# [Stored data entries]
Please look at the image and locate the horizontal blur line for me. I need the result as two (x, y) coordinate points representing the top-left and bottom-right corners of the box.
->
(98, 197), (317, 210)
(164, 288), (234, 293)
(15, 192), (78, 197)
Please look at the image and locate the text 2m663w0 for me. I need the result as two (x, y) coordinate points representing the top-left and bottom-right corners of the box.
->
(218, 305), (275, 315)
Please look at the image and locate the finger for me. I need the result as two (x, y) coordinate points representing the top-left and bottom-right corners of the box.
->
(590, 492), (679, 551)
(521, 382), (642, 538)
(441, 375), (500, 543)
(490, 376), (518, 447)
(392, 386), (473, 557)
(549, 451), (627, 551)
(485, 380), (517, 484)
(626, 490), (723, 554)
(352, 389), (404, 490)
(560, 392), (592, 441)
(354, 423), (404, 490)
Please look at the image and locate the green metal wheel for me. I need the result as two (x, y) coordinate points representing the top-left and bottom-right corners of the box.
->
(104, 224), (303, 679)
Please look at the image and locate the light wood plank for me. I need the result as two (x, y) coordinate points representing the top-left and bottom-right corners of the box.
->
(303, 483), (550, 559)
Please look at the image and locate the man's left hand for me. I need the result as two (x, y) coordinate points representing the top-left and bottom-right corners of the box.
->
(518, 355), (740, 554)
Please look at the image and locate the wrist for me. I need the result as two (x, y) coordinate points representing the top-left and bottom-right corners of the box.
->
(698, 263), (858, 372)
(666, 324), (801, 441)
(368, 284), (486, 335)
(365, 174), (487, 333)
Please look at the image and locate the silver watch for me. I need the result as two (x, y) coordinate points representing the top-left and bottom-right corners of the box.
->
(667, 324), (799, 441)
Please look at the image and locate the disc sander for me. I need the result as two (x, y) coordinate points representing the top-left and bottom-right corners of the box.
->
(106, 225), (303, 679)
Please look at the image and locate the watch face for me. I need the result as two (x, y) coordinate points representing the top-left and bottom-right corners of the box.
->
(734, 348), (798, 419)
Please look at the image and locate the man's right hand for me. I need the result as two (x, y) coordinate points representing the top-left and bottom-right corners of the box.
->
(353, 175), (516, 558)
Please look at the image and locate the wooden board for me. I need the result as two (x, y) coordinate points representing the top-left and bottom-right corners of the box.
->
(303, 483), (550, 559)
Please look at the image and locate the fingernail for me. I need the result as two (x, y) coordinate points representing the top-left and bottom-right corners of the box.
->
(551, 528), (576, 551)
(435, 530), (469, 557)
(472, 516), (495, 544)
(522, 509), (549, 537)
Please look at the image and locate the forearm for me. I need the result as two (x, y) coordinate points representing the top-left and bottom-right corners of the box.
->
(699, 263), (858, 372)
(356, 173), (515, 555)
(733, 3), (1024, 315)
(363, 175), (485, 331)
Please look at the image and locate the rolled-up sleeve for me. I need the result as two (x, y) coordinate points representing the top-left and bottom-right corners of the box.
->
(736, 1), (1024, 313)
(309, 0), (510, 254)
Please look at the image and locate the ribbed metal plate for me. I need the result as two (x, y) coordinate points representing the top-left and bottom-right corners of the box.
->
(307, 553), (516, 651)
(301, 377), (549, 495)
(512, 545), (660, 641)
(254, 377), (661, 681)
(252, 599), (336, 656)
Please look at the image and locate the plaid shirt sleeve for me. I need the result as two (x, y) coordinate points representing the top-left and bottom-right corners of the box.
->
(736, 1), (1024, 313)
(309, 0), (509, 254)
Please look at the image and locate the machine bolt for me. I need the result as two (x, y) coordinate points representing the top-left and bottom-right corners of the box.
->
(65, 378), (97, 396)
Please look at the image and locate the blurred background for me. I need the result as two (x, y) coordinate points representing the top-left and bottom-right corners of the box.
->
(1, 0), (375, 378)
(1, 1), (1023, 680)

# [Work to complete]
Write out the lines above, starting at the line that contains "Please look at the image and locate the plaid" and ending with the final line, and nothing else; copy them exactly.

# [Response]
Please look at the image and locate the plaid shirt sleeve for me. I need the result as two (x, y) coordinate points representing the top-left and bottom-right corners of the box.
->
(736, 1), (1024, 313)
(309, 0), (509, 254)
Please look at the image and locate the machine bolt for me. I need the result as two (x, y) coordinate points representing the top-left and bottom-right corners of the box.
->
(65, 378), (97, 396)
Please look at the image and locate the blurred background for me. I need the result as two (x, y) coordinate points representing the top-left and bottom-right corners of the box.
->
(1, 0), (375, 378)
(1, 1), (1023, 680)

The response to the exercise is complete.